Requirements: Rewrite the lines below so that every occurrence of "pixel coordinates" becomes "normalized coordinates", and leave everything else unchanged.
─── Source material
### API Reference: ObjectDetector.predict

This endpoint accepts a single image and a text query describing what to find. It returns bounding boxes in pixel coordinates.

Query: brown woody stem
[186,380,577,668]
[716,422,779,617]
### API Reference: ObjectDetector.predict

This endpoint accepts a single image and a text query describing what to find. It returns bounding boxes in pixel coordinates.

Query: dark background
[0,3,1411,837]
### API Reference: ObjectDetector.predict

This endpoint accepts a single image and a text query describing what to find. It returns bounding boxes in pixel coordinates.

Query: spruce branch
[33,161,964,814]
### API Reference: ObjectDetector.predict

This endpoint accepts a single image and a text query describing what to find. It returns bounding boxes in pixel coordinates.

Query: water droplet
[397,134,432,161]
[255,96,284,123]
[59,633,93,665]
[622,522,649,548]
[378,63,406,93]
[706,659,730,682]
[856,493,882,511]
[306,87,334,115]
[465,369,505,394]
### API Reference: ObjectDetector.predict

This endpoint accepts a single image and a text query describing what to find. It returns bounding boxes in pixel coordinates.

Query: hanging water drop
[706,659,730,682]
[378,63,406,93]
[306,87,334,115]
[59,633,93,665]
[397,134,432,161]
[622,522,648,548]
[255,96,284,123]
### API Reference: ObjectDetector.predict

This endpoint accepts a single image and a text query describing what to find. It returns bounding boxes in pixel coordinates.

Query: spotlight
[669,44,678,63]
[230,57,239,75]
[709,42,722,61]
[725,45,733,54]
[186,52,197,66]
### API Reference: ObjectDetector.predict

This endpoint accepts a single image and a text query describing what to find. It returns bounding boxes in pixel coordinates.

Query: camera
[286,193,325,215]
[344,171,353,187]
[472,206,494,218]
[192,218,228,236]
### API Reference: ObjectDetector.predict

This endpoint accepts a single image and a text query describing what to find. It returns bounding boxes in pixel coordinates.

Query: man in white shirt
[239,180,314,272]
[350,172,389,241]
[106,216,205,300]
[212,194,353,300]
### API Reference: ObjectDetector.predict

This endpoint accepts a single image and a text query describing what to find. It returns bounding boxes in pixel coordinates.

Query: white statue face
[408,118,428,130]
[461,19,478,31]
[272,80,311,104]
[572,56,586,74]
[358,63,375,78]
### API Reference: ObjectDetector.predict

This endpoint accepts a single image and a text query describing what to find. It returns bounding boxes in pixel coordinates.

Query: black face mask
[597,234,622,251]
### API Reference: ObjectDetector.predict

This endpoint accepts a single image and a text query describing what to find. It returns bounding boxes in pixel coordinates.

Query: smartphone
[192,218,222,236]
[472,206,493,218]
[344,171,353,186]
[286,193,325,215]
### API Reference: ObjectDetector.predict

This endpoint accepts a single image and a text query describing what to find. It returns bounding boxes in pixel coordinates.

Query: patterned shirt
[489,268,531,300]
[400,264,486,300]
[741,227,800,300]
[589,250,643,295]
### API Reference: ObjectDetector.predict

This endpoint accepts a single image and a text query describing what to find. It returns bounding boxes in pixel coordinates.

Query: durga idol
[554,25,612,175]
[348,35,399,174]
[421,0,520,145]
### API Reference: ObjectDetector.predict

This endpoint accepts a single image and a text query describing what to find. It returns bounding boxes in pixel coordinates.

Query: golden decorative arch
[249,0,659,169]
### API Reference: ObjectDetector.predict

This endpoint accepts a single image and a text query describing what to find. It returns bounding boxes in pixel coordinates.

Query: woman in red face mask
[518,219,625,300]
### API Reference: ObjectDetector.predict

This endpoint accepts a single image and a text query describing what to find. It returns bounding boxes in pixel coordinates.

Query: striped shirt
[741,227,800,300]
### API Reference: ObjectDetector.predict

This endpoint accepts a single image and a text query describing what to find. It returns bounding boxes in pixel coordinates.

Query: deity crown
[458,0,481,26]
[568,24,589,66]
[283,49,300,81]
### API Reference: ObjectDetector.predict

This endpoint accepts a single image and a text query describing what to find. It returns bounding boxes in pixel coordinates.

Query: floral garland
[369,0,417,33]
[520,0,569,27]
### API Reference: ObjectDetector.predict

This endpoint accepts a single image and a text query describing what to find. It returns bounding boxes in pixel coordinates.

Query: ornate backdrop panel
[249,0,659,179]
──────
The result:
### API Reference: ObjectDetector.predict

This endpoint accepts a single image and a text query describing what to find. It returns bounding boxes in normalized coordinates.

Query: brown woody stem
[186,380,577,668]
[716,422,779,617]
### API Reference: ObjectDetector.predict

This endpoint accepts a single image and a text query describing what to find. It returns bounding boxes in normalized coordinates.

Query: dark background
[0,3,1411,837]
### API Reference: ObjectDetector.predict

This endpoint accepts a single image and a text query describing what to find. It returns bounding boxes in normalized coordinates.

Query: spruce branch
[33,161,964,814]
### API Reference: ObjectDetector.predict

This endpoint accepts a single image and a text query describing what to find. It returns bounding boxes in normalized coordinates.

Query: water droplet
[397,134,432,161]
[255,96,284,123]
[59,633,93,665]
[622,522,649,548]
[378,63,406,93]
[706,659,730,682]
[856,493,882,511]
[306,87,334,115]
[465,369,505,394]
### API Reference: ObjectDetector.predict

This endpoint accepts a single image and a text query describing what to find. It returns bounding boxes in normalized coordinates.

Query: hanging water drop
[706,659,730,682]
[378,63,406,93]
[306,87,334,115]
[59,633,93,665]
[397,134,432,161]
[622,522,648,548]
[255,96,284,123]
### API Reference: ObjectDetector.predict

This endpoint accepts a single image and a text query describing what to find. It returns bounding boxes in normalized coordinates.

Query: spotlight
[669,44,678,63]
[230,57,239,75]
[709,42,722,61]
[725,45,733,54]
[186,52,197,66]
### API Reference: ObjectDetector.predict

This endpoint accepts a single image and a text query describing what to find. It returns bounding boxes in normalized coordinates.

Query: camera
[286,193,325,215]
[344,171,353,187]
[472,206,494,218]
[192,218,228,236]
### API Reference: ObjectDetector.predict

This endpoint accepts a single image and a text query describing what to find. It returns bounding boxes in normalized coordinates.

Query: man in white shirt
[239,180,314,272]
[350,172,389,241]
[106,216,205,300]
[212,194,353,300]
### API Reference: ObjectDetector.predict

This endpoint accepts a single image and a text query describing what to find. It returns bounding boxes in normalized coordinates.

Query: white statue face
[408,118,428,130]
[461,19,478,31]
[272,80,311,104]
[572,56,586,74]
[358,63,375,78]
### API Reference: ObjectDetector.predict

This endpoint accepts a single image and a text query describing what to find. It returns bounding boxes in normalized coordinates.

Query: black face mask
[597,234,622,251]
### API Reference: ObjectDetector.predict

This endpoint accepts a single image and a text query describing what to find. It returns bounding boxes in normalized coordinates.

Query: smartphone
[192,218,222,236]
[472,206,493,218]
[344,171,353,186]
[286,193,325,215]
### API Reference: ObjectDetector.predict

This endpoint accepts a single image and a text query describing what to find. It returns bounding boxes in normalized coordinates.

Query: patterned shirt
[489,268,531,300]
[400,264,486,300]
[741,227,800,300]
[589,250,643,295]
### API Reference: ObjectDetector.predict

This endpoint accepts a single image and a text query describing what to find. It returns bounding boxes in normalized coordinates.

Query: durga idol
[554,25,612,175]
[348,35,399,174]
[421,0,520,145]
### API Reference: ObjectDetector.predict

This endpoint accepts a single image and a text query describing what to find. It returns bounding boxes in normalized coordinates.

Query: golden decorative arch
[249,0,659,169]
### API Reference: ObjectDetector.predict

This endpoint accepts a single image and a text query describing what to find. It returns bounding boxes in normalized coordinates.

Query: woman in red face mask
[518,219,625,300]
### API Reference: ObjectDetector.predict

This endpoint accepts a single image and a text query describing what to find. It returns bounding boxes in normalized coordinates.

Query: striped shirt
[741,227,800,300]
### API Reference: ObjectDetector.predict

This endpoint accepts a single image and a text query describing what to find. It returns bounding boxes in normalized coordinates.

Query: deity crown
[458,0,481,26]
[568,24,589,66]
[283,49,300,81]
### API Reference: ObjectDetector.predict

This endpoint accepts a single image and a text query describing what to find. It returns bounding boxes in normalized coordinates.

Query: floral garland
[369,0,417,33]
[520,0,569,27]
### API Reference: ObjectDetector.predict

This endpoint accepts a single image and a text query describing what to find. It returns bounding boxes in normalized coordinates.

Query: ornate backdrop panel
[249,0,659,179]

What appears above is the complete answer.